== Given records ==

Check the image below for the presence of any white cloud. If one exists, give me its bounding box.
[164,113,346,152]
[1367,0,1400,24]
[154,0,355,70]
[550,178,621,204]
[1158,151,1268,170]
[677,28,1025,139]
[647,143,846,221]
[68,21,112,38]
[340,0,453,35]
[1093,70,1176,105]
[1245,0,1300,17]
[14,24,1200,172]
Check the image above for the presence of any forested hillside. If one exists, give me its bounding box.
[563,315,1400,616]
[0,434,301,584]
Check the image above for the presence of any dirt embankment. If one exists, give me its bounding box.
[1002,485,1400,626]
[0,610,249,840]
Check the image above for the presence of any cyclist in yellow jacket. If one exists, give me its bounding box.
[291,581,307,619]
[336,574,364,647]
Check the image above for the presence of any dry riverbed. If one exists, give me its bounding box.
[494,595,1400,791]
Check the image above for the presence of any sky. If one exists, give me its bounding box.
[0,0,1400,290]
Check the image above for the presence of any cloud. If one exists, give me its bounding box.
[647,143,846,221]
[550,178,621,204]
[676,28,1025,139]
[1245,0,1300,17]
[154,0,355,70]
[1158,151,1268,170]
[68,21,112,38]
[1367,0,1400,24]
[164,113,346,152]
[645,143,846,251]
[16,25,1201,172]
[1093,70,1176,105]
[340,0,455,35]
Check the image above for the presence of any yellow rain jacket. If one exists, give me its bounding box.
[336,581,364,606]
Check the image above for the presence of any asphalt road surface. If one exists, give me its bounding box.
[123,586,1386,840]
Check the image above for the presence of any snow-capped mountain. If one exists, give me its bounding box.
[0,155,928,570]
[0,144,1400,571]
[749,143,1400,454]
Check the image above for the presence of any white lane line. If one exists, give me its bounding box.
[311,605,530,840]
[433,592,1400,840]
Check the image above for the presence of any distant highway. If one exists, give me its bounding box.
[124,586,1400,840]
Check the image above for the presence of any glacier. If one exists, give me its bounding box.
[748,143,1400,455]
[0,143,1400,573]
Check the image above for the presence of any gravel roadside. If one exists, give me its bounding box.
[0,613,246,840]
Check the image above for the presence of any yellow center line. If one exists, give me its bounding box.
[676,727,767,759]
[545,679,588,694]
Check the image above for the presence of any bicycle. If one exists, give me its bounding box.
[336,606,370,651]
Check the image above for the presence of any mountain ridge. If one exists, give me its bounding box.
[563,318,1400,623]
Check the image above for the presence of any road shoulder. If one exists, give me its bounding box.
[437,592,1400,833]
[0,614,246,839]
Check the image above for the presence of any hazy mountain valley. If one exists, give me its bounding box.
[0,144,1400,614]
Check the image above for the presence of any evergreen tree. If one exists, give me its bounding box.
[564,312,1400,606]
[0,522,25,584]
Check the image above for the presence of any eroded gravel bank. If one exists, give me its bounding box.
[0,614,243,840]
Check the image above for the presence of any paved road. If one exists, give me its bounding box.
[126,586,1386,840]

===
== Given records ==

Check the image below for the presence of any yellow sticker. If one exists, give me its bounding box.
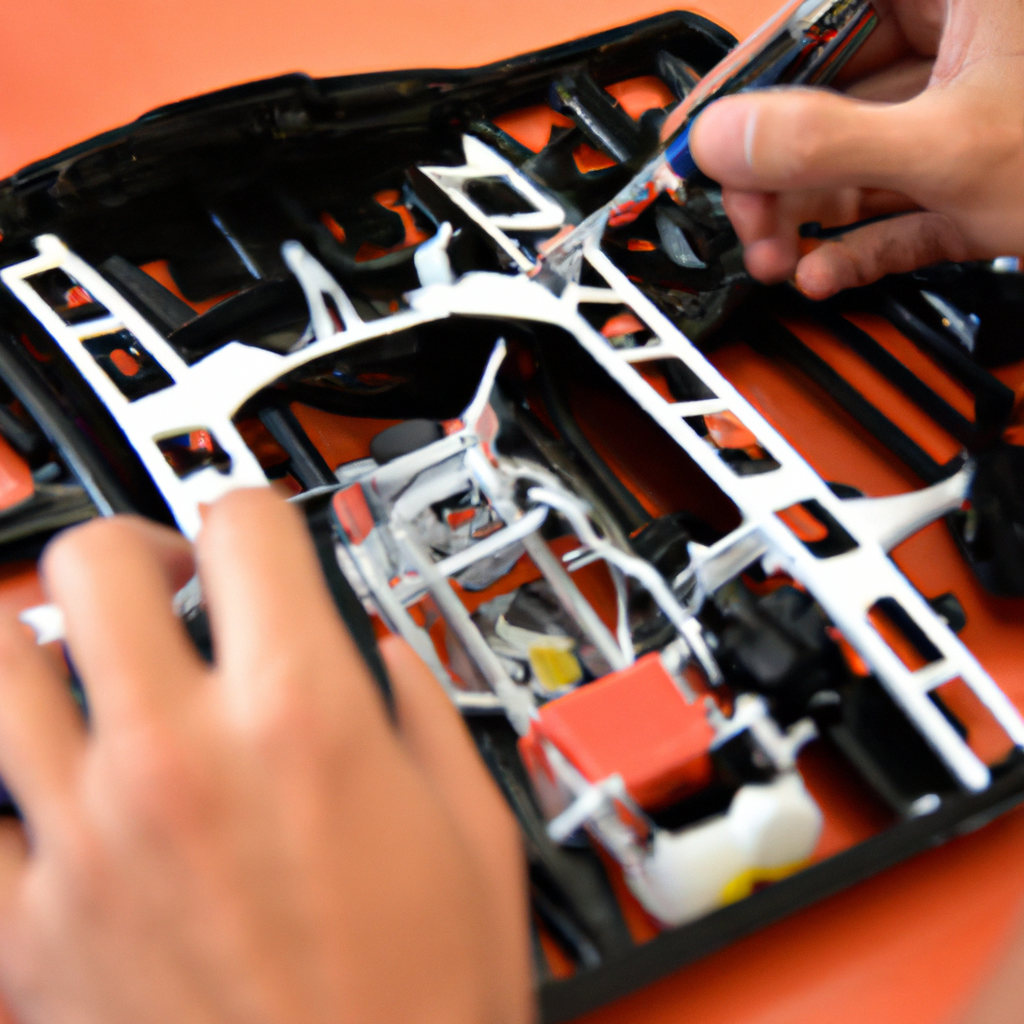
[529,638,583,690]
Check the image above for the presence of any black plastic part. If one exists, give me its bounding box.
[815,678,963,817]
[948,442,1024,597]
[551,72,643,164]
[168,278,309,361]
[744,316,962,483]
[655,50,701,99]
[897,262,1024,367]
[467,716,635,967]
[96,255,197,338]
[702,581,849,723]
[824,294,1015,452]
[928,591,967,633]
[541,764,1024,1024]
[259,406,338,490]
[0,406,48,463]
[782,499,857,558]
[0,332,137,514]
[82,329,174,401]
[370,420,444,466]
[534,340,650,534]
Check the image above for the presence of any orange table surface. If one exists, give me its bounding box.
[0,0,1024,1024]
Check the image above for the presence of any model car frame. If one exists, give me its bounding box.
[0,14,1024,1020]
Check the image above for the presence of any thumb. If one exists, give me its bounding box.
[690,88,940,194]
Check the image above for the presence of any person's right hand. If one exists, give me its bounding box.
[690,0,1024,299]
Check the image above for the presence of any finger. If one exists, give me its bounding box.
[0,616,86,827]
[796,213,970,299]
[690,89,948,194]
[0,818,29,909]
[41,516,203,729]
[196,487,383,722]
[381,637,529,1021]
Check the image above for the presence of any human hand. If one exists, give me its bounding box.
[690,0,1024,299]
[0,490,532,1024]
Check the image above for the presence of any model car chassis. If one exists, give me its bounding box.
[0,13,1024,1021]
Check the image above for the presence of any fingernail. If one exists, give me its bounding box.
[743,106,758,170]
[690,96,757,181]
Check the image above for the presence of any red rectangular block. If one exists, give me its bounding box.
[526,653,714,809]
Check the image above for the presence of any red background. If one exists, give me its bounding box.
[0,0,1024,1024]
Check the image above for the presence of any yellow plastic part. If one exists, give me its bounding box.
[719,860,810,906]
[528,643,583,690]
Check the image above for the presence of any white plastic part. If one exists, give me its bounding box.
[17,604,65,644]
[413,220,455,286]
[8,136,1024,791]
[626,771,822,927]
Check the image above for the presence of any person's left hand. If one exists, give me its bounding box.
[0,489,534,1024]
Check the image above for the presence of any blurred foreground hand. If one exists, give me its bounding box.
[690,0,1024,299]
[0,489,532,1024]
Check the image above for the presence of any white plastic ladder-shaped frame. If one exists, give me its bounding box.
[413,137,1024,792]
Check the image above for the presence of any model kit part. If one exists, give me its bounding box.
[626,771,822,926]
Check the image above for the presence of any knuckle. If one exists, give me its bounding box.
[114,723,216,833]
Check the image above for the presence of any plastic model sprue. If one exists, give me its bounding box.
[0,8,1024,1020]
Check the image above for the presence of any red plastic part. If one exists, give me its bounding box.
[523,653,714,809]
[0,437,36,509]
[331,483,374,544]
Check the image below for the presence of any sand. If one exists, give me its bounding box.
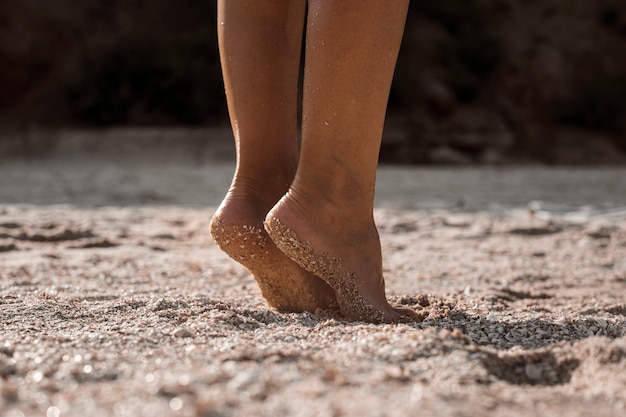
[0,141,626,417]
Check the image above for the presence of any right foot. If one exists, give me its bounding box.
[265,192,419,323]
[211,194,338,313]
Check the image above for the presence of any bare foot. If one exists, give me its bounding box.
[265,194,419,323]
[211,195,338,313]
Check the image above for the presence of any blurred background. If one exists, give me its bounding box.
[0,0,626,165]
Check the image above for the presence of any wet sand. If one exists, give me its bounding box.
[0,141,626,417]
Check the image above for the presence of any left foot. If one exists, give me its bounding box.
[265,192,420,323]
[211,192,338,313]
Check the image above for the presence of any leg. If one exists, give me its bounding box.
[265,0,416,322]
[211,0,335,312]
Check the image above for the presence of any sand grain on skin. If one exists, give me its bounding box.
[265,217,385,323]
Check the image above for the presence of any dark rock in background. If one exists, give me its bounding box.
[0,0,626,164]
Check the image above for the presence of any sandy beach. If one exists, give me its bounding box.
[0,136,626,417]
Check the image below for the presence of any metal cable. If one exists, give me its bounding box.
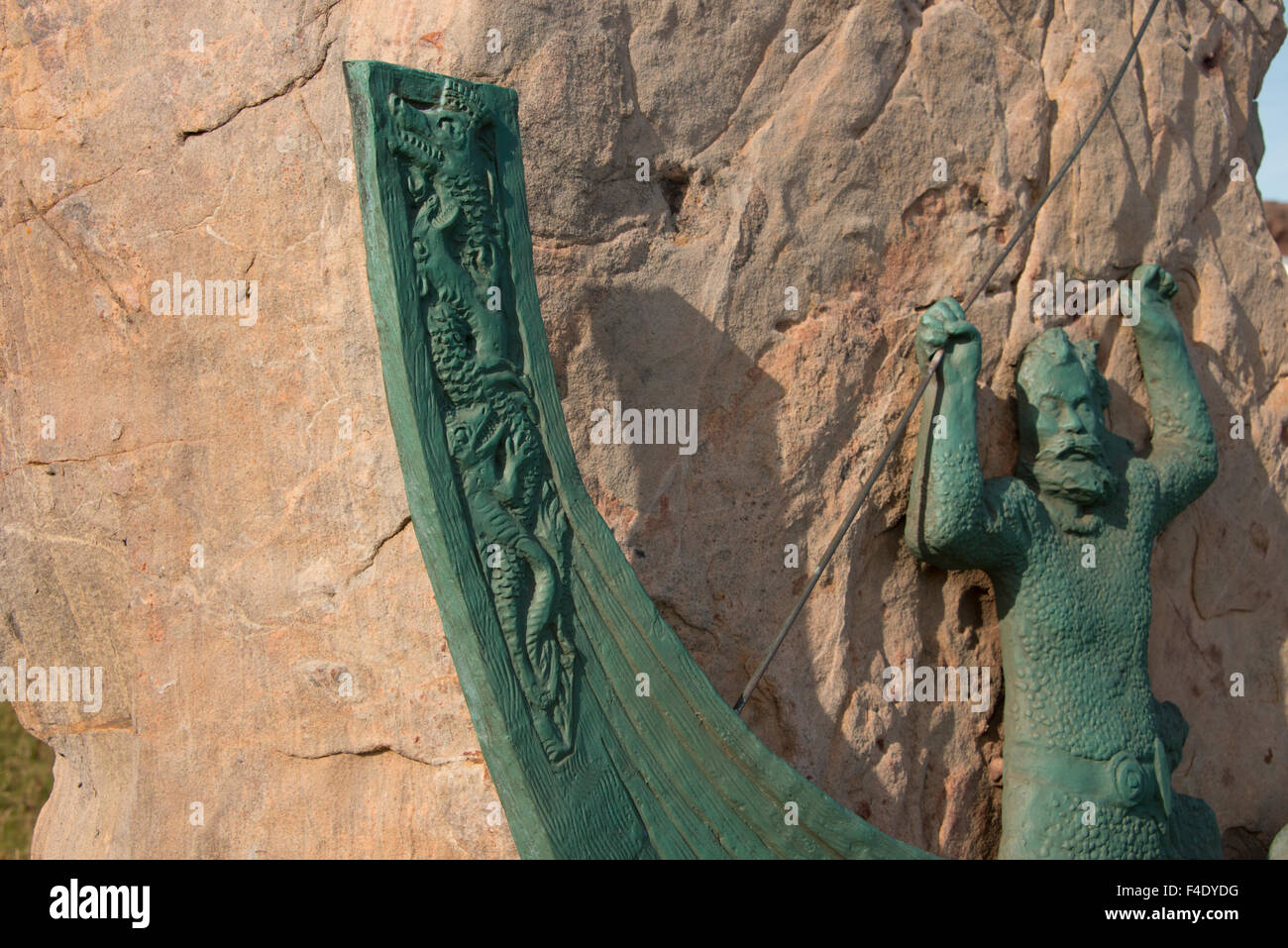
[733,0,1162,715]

===

**Stated exercise**
Starting at the line that contains "Check the image above for the presence of any eroded" and ending at the line that contains "[126,586,1386,840]", output those lines as a numbered list, leaving out any blank lines.

**Exercise answer**
1. Check the image above for the presence of any eroded gravel bank. If one exists, give me its bounding box.
2. [0,614,243,840]
3. Check the image above for the presence of any paved road. If one exists, give me its bounding box.
4. [126,586,1386,840]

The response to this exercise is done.